-- Task prompt --
Tally the lines below that contain the word "door", and give only that number.

-- Records shown --
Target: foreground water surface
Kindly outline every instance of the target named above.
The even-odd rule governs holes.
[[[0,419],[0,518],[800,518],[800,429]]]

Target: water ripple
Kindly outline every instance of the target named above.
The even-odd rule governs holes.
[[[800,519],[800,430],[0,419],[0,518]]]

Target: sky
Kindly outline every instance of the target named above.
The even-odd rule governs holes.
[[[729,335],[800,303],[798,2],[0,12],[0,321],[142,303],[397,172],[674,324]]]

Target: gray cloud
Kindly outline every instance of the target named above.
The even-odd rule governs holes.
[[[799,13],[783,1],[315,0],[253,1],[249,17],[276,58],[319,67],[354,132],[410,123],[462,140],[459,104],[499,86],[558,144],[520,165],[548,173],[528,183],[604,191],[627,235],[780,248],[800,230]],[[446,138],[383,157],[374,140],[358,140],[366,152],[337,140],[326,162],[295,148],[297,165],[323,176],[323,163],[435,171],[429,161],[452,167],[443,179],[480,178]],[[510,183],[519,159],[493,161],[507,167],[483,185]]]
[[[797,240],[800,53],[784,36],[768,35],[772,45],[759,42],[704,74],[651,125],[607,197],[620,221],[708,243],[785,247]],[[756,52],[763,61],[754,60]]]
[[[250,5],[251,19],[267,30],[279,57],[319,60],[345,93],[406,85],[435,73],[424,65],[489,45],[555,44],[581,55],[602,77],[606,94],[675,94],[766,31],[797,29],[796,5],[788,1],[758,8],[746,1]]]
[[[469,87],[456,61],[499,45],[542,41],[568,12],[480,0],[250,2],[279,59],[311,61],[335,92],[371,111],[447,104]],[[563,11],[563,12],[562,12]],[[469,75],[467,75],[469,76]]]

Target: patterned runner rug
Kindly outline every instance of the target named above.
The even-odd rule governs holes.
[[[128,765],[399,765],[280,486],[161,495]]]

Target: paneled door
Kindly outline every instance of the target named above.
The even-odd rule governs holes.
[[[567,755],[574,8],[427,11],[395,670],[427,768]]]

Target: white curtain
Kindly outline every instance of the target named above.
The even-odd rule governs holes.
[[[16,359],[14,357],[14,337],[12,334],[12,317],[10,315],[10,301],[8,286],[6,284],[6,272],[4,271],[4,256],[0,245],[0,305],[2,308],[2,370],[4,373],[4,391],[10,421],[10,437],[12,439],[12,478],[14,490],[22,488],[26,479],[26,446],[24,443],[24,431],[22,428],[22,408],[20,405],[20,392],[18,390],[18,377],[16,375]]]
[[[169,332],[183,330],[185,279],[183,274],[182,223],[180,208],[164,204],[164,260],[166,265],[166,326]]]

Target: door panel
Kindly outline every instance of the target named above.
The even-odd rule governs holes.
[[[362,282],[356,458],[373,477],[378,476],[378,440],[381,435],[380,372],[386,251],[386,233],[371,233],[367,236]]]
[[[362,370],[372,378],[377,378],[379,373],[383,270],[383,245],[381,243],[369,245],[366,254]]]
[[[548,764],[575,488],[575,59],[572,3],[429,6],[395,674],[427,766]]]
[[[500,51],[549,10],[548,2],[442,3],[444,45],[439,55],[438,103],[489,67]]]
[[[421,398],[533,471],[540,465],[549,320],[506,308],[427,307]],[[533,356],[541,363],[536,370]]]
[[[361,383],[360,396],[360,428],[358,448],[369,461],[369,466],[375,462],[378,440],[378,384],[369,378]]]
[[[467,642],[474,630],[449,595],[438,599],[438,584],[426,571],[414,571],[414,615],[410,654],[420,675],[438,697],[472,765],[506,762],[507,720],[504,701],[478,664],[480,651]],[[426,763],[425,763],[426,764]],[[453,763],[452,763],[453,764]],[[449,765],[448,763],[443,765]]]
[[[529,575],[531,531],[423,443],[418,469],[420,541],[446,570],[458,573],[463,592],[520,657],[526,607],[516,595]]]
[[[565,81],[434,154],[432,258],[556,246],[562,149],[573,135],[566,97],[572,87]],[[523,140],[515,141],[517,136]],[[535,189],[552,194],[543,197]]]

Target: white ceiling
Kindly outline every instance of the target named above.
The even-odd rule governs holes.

-- Your response --
2